▶ _Source passage_:
## START

Gr8 Upgrade in graphics ! looks good Gettin Tom !

*@Ethan_Hunt
*
R u using HD 4850 for this game to pay with full HD ??


----------



## vamsi_krishna (Nov 17, 2010)

You can always force AA with ATI CCC. Try that.


----------



## Gollum (Nov 17, 2010)

Will 9500gt be able to run it at 1360x768?
Does it have online multilayer option like burnout paradise?


----------



## Faun (Nov 17, 2010)

I so want this game


----------



## vamsi_krishna (Nov 17, 2010)

Gollum said:


> Will 9500gt be able to run it at 1360x768?
> Does it have online multilayer option like burnout paradise?



Yes 9500gt should be able to run it at cranked down settings and resolution. And yes, It has online multilayer. Both Co-op and competitive.


----------



## topgear (Nov 29, 2010)

I'm not so much happy with this - the game is nowhere close to MW but it's better than undercover so I may bear with it.

## END

▶ _Instruction 1_:
Find each line of the rows below that contains the word "forest", and copy those lines.
The forum thread above has no connection to the rows that follow.

▶ _Stored records_:

## START

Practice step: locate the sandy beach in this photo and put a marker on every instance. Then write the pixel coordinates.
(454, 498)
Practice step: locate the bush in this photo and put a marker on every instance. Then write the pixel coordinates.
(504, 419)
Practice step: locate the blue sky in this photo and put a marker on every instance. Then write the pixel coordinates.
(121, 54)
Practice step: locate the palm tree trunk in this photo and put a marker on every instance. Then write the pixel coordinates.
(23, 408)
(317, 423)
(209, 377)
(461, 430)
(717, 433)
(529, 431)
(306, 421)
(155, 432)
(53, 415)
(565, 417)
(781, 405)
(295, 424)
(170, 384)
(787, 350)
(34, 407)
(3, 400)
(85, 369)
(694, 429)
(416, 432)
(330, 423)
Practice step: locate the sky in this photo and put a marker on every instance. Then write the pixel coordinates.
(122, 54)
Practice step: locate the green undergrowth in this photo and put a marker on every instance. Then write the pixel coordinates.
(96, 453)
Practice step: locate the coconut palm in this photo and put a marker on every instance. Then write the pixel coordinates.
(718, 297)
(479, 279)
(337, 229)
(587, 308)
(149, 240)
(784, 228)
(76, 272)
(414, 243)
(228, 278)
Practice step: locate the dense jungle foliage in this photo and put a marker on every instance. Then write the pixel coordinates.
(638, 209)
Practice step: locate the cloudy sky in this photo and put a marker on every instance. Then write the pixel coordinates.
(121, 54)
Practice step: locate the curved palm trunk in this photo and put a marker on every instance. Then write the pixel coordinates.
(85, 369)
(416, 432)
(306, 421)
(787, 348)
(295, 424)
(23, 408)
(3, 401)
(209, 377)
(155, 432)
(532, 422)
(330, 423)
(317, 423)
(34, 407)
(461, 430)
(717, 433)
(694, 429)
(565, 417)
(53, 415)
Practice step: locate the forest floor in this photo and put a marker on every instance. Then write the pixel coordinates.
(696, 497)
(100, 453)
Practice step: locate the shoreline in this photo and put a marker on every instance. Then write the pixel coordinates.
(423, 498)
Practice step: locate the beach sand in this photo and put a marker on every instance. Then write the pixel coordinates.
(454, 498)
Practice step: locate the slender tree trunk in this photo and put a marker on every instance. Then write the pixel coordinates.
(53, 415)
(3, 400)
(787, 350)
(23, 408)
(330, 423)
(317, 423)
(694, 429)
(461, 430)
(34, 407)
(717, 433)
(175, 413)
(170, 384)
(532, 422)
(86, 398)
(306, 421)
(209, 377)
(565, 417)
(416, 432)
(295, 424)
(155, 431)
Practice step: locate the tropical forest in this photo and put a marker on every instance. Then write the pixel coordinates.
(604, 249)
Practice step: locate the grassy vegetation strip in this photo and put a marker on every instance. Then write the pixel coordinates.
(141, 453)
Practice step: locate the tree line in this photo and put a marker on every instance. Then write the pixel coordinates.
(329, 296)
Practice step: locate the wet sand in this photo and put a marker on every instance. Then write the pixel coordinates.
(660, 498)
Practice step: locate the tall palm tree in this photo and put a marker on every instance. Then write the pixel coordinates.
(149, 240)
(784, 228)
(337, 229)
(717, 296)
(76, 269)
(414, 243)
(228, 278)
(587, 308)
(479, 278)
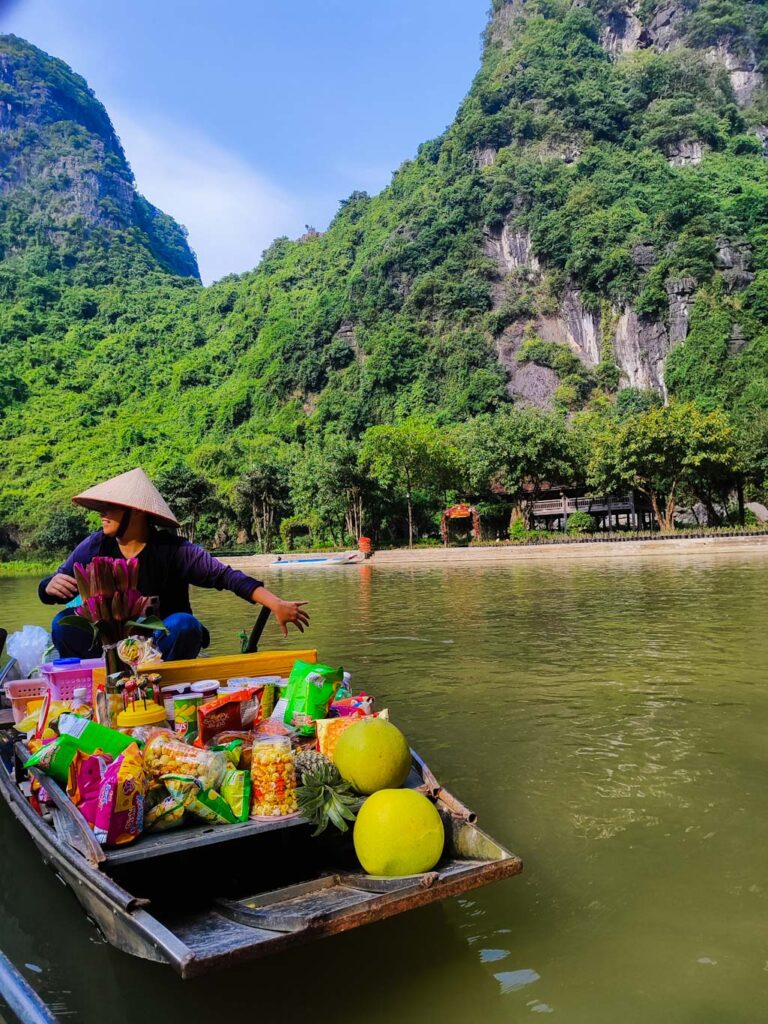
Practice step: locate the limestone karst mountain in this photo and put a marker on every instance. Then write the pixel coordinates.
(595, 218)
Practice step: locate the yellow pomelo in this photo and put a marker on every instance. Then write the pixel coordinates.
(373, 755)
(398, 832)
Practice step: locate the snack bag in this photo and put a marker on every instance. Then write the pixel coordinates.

## END
## START

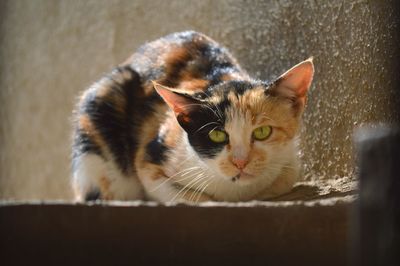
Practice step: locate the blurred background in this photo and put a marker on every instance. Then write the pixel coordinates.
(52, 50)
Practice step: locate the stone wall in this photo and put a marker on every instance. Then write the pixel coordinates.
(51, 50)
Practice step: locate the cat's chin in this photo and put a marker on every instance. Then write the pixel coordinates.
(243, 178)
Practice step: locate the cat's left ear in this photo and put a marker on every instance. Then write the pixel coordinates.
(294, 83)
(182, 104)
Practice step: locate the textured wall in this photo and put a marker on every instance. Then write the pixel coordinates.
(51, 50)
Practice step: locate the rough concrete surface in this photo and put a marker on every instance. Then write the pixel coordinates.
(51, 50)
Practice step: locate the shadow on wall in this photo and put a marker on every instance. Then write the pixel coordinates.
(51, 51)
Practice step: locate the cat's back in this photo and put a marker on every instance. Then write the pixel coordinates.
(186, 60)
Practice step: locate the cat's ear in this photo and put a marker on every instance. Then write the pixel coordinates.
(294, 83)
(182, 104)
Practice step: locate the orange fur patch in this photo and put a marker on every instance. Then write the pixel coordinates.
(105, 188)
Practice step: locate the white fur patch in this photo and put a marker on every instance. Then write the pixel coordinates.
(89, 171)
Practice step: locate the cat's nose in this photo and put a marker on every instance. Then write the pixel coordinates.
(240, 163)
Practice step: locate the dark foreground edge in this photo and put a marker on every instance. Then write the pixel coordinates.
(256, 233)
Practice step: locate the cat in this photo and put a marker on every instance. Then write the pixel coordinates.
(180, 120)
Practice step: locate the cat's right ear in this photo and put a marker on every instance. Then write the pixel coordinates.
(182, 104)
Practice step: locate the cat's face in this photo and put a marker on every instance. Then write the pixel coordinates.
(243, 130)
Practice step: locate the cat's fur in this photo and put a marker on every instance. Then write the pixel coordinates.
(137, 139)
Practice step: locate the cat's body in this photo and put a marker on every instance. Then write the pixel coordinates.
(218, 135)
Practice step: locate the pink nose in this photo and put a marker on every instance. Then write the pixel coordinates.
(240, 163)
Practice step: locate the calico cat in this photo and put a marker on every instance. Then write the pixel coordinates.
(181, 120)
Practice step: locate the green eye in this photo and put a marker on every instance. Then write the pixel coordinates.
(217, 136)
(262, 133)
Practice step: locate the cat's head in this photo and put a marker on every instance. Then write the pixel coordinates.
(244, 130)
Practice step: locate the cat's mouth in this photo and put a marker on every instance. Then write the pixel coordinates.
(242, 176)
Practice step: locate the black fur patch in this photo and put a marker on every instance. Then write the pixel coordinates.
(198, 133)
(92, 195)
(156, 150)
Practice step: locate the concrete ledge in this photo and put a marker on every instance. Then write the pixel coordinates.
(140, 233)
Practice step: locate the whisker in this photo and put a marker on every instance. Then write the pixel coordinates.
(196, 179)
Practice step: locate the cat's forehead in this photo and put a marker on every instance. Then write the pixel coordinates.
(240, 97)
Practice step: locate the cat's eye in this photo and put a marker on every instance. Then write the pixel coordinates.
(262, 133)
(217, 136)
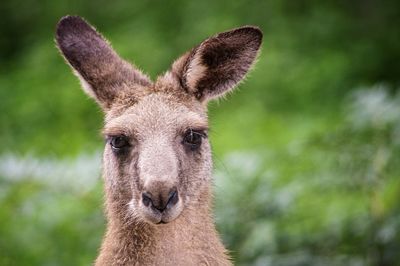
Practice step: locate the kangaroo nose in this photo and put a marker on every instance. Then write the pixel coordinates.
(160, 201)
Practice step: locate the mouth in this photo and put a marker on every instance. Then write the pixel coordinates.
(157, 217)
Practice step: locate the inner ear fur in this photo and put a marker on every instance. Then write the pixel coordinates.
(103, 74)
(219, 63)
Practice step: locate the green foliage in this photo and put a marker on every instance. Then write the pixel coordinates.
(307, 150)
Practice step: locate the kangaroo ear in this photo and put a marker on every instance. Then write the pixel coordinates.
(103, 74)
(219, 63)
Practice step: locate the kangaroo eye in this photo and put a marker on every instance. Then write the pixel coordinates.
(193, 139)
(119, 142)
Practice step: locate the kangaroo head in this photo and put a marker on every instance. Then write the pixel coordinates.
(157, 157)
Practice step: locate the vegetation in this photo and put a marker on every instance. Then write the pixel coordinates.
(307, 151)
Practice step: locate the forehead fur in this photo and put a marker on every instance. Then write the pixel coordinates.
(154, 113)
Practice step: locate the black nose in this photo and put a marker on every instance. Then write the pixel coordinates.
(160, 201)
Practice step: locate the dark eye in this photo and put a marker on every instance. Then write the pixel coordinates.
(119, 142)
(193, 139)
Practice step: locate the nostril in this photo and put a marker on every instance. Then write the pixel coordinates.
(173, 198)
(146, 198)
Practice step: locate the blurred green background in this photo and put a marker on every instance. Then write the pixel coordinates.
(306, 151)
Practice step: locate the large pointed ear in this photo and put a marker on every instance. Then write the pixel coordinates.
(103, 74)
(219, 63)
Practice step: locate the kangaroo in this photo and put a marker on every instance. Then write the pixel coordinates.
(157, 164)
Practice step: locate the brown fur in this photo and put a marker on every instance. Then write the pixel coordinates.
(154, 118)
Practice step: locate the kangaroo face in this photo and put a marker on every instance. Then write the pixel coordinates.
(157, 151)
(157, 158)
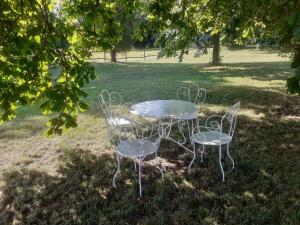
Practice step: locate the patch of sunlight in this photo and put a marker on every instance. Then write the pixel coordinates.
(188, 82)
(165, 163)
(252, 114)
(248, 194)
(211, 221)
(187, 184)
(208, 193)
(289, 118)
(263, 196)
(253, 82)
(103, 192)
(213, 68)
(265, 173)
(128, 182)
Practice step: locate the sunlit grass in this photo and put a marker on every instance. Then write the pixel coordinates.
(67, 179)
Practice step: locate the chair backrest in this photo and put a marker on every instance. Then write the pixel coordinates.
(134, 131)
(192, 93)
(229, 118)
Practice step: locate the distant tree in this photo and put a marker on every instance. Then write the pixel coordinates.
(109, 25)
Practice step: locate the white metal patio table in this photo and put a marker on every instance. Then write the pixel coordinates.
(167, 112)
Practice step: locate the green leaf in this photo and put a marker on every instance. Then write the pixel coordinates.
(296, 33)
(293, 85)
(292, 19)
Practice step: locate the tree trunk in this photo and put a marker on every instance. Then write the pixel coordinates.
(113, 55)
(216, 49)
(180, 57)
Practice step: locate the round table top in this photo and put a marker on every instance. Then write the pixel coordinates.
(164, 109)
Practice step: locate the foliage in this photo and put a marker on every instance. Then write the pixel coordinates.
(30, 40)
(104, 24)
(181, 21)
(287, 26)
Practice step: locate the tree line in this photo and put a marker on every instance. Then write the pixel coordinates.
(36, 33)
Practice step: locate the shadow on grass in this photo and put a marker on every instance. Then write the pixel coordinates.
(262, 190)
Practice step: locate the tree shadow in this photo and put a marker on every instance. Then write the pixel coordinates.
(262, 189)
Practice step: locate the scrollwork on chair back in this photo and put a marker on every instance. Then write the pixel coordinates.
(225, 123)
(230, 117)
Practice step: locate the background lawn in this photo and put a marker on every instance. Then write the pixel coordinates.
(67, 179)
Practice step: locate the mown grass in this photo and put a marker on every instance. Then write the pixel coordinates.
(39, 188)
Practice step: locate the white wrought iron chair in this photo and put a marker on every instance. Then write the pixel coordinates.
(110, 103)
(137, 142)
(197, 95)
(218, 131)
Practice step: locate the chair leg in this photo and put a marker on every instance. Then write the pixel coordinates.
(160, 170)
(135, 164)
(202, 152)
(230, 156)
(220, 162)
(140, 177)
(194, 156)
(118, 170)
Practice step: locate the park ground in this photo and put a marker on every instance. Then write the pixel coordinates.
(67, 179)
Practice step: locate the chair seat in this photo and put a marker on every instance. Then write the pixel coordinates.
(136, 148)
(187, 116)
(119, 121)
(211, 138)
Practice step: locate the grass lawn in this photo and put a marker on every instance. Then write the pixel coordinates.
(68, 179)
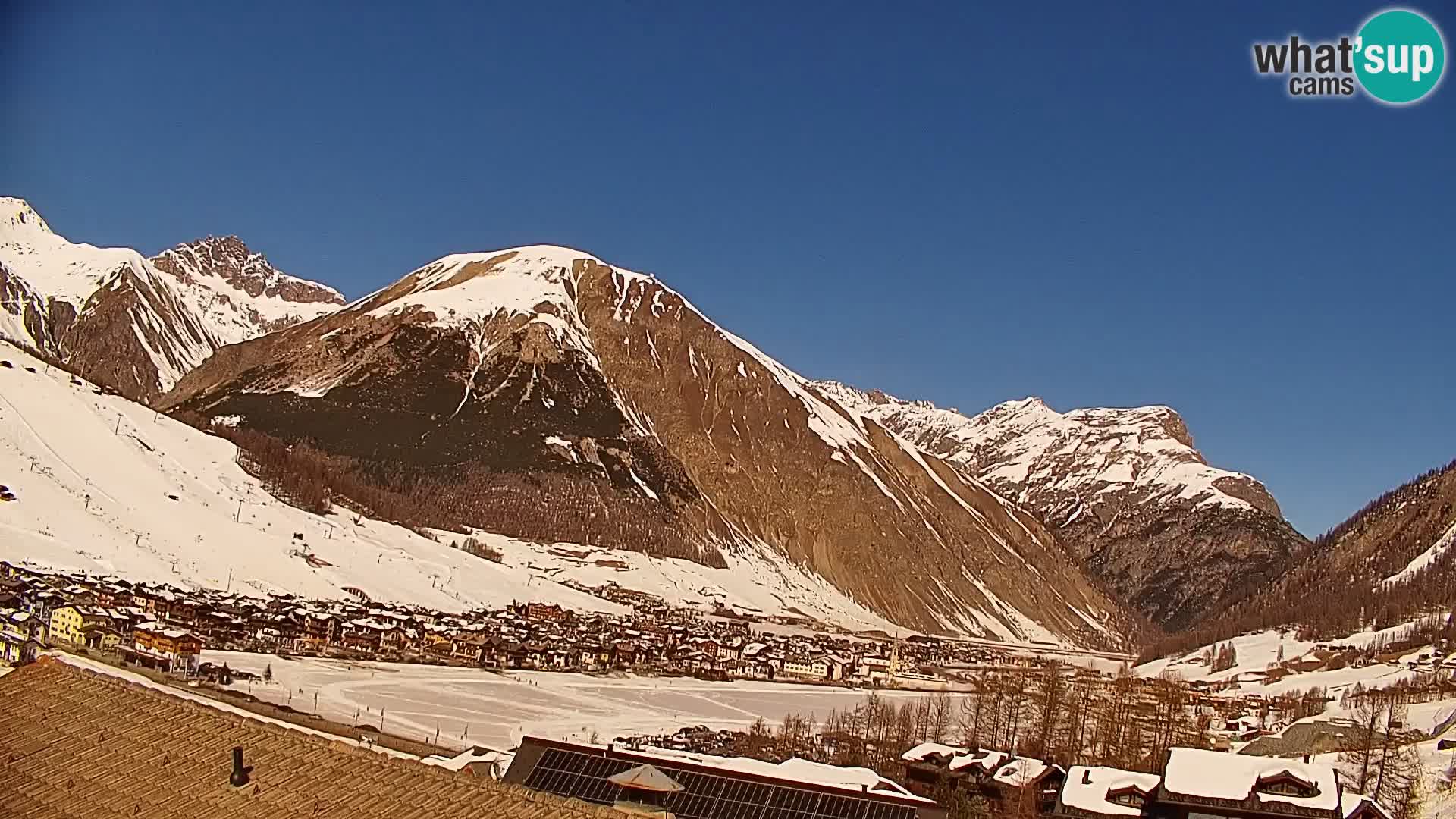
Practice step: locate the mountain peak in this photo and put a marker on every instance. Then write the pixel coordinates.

## END

▶ _Instruction 2_:
Output the part of the forum thread above between "Yes 9500gt should" and "bear with it.", inclusive.

▶ _Task solution 1_:
Practice step: locate the forest floor in this photo and put a marker on every instance. Then write the pixel coordinates.
Practice step: locate the tropical forest in this photo and put a marker on every instance. Then write the pixel coordinates.

▶ _Task solution 2_:
Yes 9500gt should be able to run it at cranked down settings and resolution. And yes, It has online multilayer. Both Co-op and competitive.


----------



## topgear (Nov 29, 2010)

I'm not so much happy with this - the game is nowhere close to MW but it's better than undercover so I may bear with it.